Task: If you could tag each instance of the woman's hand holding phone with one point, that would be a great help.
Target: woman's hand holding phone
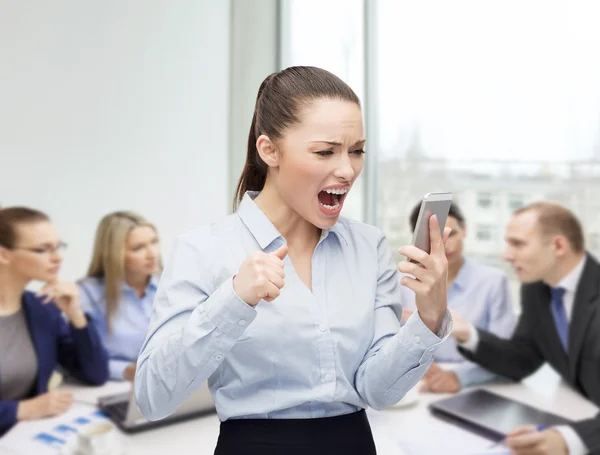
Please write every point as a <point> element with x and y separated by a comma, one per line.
<point>430,271</point>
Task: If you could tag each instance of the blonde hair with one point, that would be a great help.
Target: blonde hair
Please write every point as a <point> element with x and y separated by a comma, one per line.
<point>108,258</point>
<point>554,219</point>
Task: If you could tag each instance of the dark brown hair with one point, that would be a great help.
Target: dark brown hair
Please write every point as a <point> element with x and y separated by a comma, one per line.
<point>554,219</point>
<point>10,217</point>
<point>280,99</point>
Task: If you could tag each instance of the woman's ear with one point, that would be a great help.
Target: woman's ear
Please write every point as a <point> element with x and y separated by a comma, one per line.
<point>267,151</point>
<point>4,259</point>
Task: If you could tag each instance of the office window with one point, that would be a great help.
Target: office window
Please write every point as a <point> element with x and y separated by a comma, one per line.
<point>485,200</point>
<point>458,104</point>
<point>515,201</point>
<point>485,232</point>
<point>464,106</point>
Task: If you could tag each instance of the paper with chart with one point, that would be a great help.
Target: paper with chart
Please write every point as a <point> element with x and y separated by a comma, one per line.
<point>48,436</point>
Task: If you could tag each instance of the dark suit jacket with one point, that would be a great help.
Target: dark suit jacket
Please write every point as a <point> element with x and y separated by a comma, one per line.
<point>78,351</point>
<point>536,341</point>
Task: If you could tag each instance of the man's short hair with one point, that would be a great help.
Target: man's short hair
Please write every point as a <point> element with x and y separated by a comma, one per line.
<point>555,219</point>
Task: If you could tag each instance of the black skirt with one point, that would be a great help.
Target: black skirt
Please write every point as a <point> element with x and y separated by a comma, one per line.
<point>348,435</point>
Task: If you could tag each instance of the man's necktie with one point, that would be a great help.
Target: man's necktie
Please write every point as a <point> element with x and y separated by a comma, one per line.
<point>560,316</point>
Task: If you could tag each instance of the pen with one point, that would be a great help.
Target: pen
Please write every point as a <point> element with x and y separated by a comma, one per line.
<point>537,428</point>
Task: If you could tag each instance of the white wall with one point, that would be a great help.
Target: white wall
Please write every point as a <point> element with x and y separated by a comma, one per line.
<point>111,105</point>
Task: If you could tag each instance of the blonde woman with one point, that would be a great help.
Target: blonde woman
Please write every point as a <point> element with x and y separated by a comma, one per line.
<point>120,286</point>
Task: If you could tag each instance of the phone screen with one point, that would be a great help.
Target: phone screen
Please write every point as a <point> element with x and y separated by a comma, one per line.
<point>440,208</point>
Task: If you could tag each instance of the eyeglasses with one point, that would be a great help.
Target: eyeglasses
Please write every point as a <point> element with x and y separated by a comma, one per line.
<point>61,246</point>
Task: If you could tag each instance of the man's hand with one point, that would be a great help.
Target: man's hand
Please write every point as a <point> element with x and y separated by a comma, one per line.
<point>440,382</point>
<point>433,371</point>
<point>528,441</point>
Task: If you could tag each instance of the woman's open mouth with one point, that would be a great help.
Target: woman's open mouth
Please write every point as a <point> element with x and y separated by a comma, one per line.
<point>331,200</point>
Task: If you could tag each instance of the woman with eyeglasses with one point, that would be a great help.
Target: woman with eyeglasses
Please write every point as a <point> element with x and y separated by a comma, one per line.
<point>34,336</point>
<point>119,290</point>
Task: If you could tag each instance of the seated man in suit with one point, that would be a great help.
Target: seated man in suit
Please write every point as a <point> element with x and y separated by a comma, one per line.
<point>478,293</point>
<point>559,324</point>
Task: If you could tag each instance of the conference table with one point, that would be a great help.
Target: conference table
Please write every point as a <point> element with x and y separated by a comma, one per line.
<point>407,429</point>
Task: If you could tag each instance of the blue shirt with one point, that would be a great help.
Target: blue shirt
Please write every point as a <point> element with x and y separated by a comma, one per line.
<point>481,295</point>
<point>129,323</point>
<point>307,354</point>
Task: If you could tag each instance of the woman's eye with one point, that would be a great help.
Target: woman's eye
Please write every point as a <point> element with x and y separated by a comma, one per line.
<point>325,152</point>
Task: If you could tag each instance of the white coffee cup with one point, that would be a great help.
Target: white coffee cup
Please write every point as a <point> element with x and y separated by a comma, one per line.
<point>98,439</point>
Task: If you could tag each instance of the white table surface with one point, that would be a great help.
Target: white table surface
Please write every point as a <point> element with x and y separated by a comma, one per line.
<point>543,390</point>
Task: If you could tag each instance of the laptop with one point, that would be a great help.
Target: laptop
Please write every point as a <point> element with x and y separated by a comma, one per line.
<point>123,411</point>
<point>490,415</point>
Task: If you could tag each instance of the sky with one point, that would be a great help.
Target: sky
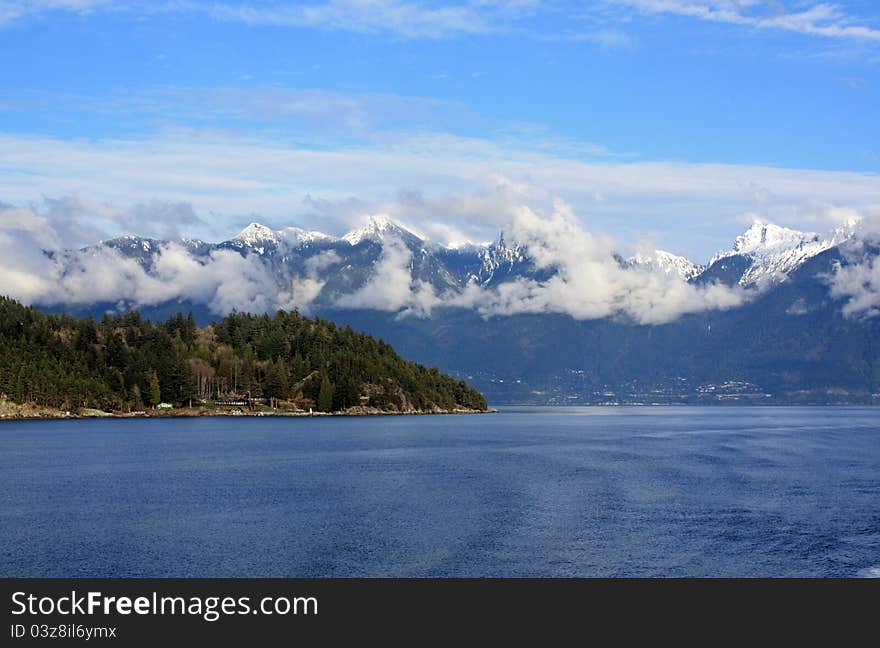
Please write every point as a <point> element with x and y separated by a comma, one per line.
<point>673,123</point>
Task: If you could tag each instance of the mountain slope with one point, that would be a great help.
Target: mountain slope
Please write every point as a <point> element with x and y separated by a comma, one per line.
<point>125,362</point>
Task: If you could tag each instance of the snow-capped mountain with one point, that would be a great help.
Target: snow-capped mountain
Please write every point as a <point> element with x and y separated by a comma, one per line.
<point>764,255</point>
<point>768,252</point>
<point>260,238</point>
<point>666,263</point>
<point>792,336</point>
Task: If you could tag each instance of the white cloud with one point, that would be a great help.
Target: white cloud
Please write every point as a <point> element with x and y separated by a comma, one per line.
<point>392,286</point>
<point>588,282</point>
<point>464,183</point>
<point>811,18</point>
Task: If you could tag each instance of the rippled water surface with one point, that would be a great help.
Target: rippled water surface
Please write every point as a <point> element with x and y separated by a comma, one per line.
<point>528,492</point>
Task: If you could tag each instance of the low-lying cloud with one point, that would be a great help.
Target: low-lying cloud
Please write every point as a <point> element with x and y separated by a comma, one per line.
<point>583,278</point>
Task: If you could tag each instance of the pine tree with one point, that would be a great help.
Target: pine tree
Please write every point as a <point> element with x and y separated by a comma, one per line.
<point>155,391</point>
<point>325,396</point>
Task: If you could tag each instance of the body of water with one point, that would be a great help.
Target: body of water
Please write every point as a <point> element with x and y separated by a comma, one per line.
<point>527,492</point>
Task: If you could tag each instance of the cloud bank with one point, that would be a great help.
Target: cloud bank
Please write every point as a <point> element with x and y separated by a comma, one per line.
<point>585,281</point>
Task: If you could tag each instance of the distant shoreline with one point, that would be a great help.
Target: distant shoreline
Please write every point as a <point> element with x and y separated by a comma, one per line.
<point>56,415</point>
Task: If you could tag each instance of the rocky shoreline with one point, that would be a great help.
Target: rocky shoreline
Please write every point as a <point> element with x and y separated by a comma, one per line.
<point>28,411</point>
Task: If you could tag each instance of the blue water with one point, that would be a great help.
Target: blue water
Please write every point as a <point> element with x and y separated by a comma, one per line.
<point>528,492</point>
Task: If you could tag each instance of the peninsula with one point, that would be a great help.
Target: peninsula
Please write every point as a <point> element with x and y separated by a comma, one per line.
<point>126,365</point>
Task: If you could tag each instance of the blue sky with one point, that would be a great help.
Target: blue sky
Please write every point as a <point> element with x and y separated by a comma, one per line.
<point>671,121</point>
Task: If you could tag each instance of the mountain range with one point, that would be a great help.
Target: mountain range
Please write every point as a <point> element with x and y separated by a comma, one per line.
<point>785,330</point>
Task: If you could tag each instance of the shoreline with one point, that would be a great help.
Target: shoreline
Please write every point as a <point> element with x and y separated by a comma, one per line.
<point>31,413</point>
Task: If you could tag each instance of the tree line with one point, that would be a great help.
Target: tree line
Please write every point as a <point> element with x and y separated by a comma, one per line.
<point>125,361</point>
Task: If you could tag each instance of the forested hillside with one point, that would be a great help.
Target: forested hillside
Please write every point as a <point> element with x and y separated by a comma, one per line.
<point>127,362</point>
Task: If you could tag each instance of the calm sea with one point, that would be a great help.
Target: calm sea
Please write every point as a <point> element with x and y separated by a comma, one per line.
<point>528,492</point>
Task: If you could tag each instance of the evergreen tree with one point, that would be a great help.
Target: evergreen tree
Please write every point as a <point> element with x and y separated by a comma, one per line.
<point>325,396</point>
<point>155,391</point>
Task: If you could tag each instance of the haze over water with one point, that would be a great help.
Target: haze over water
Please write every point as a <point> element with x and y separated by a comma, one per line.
<point>527,492</point>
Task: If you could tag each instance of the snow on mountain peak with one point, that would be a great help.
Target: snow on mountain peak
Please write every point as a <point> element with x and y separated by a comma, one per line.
<point>762,238</point>
<point>256,233</point>
<point>775,251</point>
<point>666,263</point>
<point>377,227</point>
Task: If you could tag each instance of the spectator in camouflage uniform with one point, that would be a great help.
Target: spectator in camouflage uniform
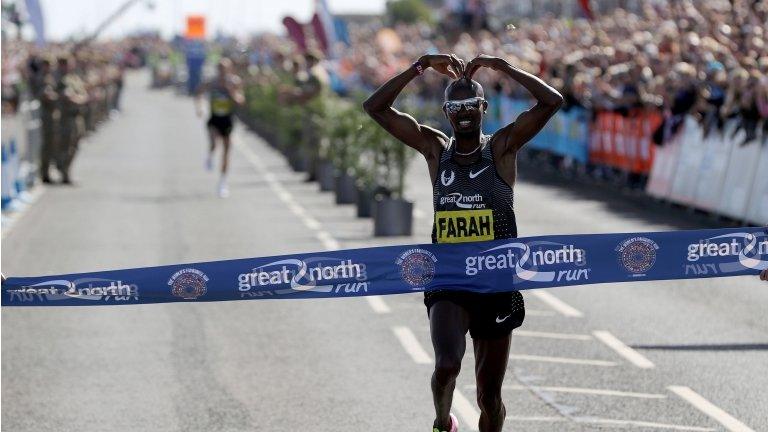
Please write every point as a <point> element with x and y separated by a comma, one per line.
<point>71,96</point>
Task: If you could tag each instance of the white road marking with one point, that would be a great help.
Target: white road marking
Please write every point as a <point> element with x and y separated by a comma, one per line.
<point>11,218</point>
<point>311,223</point>
<point>555,303</point>
<point>328,241</point>
<point>602,421</point>
<point>378,304</point>
<point>537,312</point>
<point>566,360</point>
<point>466,410</point>
<point>284,195</point>
<point>411,345</point>
<point>710,409</point>
<point>598,420</point>
<point>547,335</point>
<point>551,419</point>
<point>623,350</point>
<point>581,390</point>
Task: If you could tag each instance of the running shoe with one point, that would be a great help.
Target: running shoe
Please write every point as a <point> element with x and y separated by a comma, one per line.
<point>223,189</point>
<point>454,425</point>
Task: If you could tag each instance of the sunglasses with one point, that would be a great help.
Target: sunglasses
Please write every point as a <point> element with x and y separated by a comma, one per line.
<point>471,104</point>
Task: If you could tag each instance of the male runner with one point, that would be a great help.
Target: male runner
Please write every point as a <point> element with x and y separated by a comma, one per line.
<point>224,92</point>
<point>469,168</point>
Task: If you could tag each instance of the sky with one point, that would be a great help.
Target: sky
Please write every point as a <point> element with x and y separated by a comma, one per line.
<point>64,18</point>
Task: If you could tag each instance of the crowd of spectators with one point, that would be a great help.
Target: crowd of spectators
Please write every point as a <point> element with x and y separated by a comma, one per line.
<point>708,59</point>
<point>72,87</point>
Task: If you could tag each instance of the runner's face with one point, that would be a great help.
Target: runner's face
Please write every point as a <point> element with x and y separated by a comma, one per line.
<point>464,110</point>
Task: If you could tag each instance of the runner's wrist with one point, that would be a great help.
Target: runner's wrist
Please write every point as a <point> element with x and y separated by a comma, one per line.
<point>420,66</point>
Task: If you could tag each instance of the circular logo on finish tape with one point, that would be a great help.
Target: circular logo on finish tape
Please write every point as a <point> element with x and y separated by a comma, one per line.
<point>417,267</point>
<point>637,255</point>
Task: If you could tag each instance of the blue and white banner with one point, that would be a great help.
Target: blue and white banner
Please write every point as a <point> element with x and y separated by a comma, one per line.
<point>493,266</point>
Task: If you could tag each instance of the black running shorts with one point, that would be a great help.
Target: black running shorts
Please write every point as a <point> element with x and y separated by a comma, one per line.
<point>491,316</point>
<point>222,124</point>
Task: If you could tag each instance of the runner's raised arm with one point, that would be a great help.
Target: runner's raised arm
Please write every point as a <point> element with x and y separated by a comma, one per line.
<point>426,140</point>
<point>529,123</point>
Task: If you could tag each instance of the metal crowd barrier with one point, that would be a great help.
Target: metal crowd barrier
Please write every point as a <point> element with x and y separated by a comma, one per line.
<point>713,173</point>
<point>21,144</point>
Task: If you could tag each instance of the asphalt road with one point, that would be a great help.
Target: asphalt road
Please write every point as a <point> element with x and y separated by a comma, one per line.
<point>682,355</point>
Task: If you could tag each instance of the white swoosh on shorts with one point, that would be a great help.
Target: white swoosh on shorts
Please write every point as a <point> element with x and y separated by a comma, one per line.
<point>473,175</point>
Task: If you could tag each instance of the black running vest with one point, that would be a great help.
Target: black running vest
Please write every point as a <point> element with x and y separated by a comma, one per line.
<point>471,202</point>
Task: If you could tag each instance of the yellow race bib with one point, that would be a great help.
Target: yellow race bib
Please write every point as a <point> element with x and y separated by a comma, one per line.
<point>221,106</point>
<point>459,226</point>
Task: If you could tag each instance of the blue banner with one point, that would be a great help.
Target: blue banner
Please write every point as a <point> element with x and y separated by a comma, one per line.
<point>498,265</point>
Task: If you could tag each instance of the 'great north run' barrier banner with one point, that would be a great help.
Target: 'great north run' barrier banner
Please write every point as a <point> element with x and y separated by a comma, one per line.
<point>493,266</point>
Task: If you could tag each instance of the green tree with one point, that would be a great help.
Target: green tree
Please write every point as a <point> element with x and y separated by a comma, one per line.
<point>408,11</point>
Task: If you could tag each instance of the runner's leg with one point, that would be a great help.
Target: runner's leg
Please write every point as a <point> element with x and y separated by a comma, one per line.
<point>212,146</point>
<point>491,357</point>
<point>225,156</point>
<point>448,325</point>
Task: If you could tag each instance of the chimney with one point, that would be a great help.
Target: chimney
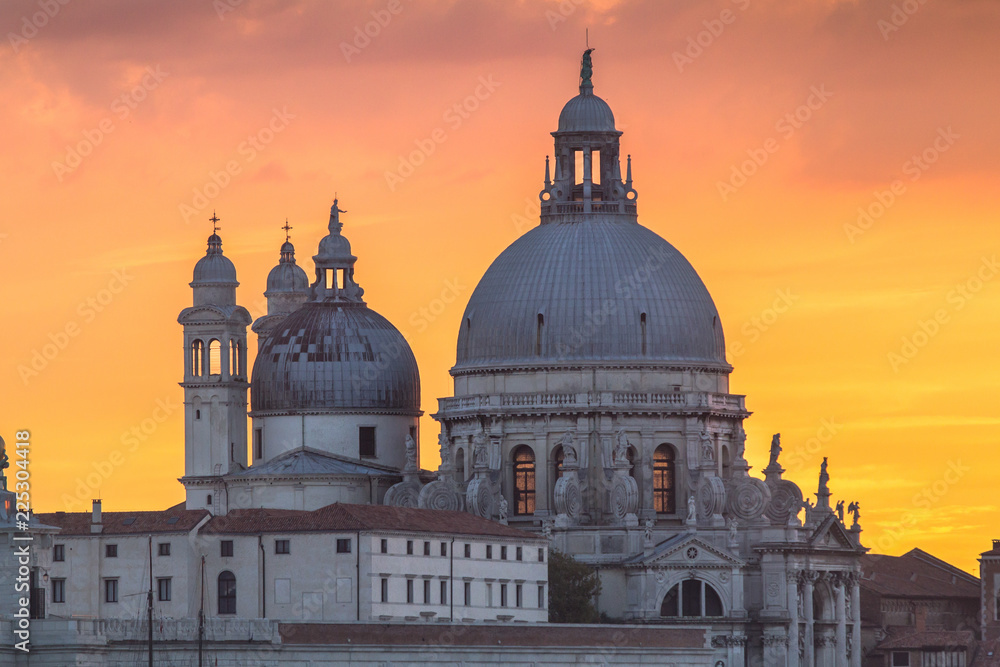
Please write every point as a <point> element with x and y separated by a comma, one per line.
<point>95,520</point>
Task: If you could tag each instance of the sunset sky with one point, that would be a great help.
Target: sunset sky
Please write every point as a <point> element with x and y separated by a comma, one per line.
<point>758,130</point>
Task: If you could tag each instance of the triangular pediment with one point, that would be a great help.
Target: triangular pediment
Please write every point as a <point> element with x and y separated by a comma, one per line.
<point>687,550</point>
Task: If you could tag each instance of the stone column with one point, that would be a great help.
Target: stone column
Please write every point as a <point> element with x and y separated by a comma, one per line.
<point>841,636</point>
<point>808,579</point>
<point>855,620</point>
<point>793,614</point>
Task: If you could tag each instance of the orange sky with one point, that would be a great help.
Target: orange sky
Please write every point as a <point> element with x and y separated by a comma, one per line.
<point>161,96</point>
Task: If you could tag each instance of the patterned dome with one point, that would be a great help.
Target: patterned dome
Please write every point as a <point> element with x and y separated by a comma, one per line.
<point>335,357</point>
<point>586,113</point>
<point>594,290</point>
<point>214,268</point>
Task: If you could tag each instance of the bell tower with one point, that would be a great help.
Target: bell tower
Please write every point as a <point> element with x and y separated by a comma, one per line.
<point>215,379</point>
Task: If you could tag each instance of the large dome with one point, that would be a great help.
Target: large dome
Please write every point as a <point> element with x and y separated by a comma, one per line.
<point>335,357</point>
<point>596,290</point>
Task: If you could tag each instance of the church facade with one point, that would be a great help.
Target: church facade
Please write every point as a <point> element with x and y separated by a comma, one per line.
<point>591,414</point>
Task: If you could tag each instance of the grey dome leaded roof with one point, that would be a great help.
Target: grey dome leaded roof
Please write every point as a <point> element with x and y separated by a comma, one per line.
<point>586,113</point>
<point>335,357</point>
<point>591,281</point>
<point>214,268</point>
<point>287,276</point>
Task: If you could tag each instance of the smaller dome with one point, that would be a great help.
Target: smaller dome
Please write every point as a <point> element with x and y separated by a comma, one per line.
<point>587,113</point>
<point>214,268</point>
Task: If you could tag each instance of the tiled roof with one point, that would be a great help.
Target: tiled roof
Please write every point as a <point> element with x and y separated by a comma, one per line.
<point>916,574</point>
<point>310,462</point>
<point>175,519</point>
<point>345,517</point>
<point>928,639</point>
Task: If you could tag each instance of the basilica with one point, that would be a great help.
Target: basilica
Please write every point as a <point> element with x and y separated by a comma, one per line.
<point>591,414</point>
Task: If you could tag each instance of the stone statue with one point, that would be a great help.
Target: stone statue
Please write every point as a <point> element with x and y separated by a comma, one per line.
<point>411,453</point>
<point>480,454</point>
<point>855,509</point>
<point>620,454</point>
<point>824,479</point>
<point>707,447</point>
<point>586,68</point>
<point>569,450</point>
<point>775,450</point>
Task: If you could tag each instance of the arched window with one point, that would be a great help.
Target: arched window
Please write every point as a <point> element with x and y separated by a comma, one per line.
<point>227,593</point>
<point>664,488</point>
<point>524,480</point>
<point>691,598</point>
<point>214,357</point>
<point>197,358</point>
<point>234,363</point>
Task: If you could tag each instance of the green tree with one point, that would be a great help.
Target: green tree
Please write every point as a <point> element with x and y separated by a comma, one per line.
<point>573,586</point>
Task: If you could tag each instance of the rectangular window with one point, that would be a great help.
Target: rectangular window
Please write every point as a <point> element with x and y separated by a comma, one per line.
<point>366,441</point>
<point>163,589</point>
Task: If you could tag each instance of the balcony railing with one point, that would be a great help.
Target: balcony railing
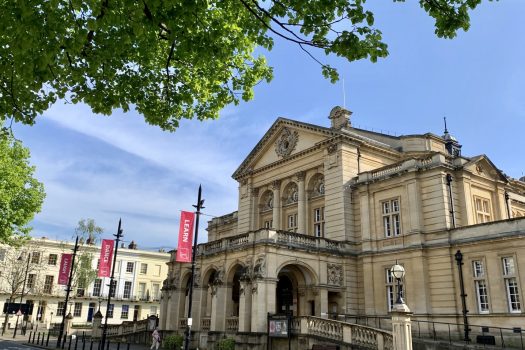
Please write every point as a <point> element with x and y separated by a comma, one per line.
<point>268,236</point>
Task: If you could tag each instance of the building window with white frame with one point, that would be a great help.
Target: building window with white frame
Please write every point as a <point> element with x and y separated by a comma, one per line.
<point>482,206</point>
<point>292,222</point>
<point>511,284</point>
<point>77,311</point>
<point>127,290</point>
<point>97,286</point>
<point>125,312</point>
<point>319,222</point>
<point>480,284</point>
<point>391,217</point>
<point>60,308</point>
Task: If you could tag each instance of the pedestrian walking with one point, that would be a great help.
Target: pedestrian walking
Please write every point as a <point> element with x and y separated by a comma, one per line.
<point>156,339</point>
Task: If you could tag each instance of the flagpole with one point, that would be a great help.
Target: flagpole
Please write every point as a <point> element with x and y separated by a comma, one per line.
<point>199,206</point>
<point>104,331</point>
<point>68,289</point>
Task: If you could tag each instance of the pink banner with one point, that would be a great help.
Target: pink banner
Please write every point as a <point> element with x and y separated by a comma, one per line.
<point>184,252</point>
<point>65,267</point>
<point>106,253</point>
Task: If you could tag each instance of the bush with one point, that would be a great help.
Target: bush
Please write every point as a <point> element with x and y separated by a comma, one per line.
<point>173,342</point>
<point>226,344</point>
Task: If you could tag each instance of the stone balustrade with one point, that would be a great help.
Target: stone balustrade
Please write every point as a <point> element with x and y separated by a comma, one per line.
<point>356,335</point>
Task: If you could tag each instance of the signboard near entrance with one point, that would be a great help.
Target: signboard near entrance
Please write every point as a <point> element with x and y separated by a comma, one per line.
<point>278,326</point>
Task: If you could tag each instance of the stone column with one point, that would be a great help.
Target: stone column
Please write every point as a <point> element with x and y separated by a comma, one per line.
<point>401,327</point>
<point>245,306</point>
<point>301,203</point>
<point>263,301</point>
<point>218,308</point>
<point>276,186</point>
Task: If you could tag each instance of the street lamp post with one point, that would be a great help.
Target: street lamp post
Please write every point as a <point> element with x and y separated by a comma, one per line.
<point>398,271</point>
<point>22,293</point>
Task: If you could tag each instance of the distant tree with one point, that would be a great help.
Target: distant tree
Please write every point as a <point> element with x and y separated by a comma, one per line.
<point>21,264</point>
<point>175,59</point>
<point>21,195</point>
<point>83,271</point>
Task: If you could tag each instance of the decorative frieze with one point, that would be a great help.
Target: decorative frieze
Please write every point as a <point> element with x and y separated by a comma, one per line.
<point>335,274</point>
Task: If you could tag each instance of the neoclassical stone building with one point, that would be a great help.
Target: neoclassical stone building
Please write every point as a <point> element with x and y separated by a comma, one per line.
<point>324,212</point>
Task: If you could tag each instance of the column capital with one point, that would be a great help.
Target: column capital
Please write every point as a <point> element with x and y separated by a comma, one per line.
<point>300,175</point>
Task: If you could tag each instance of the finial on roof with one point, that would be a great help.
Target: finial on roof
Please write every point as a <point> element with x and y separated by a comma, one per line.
<point>340,117</point>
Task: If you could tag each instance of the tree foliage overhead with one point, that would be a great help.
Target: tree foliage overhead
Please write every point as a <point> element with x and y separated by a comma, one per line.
<point>21,195</point>
<point>174,59</point>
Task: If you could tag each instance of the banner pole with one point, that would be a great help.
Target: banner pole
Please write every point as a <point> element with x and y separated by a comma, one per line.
<point>68,289</point>
<point>105,329</point>
<point>199,206</point>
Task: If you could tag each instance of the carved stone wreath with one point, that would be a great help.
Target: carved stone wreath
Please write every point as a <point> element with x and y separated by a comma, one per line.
<point>335,274</point>
<point>286,142</point>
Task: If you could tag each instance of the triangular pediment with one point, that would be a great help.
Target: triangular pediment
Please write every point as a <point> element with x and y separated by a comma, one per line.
<point>482,166</point>
<point>285,139</point>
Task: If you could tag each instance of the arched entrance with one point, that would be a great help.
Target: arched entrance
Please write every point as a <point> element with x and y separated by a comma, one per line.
<point>295,290</point>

WHAT TO PRODUCE —
What you return must be the lines above that run from the line with "Target: rocky shoreline" to the line with "Target: peninsula", inclusive, each copied exactly.

SOLUTION FOR THIS EXERCISE —
Target: rocky shoreline
Please write every point as a <point> element with x and y separated by a comma, one per line.
<point>28,411</point>
Task: If you could tag each instance of the blue water with one point, that would be a great help.
Target: blue water
Please write every point as a <point> element with x and y separated by a comma, one per line.
<point>528,492</point>
Task: If you could tag each instance of the peninsula with one point, that would be a great help.
Target: peninsula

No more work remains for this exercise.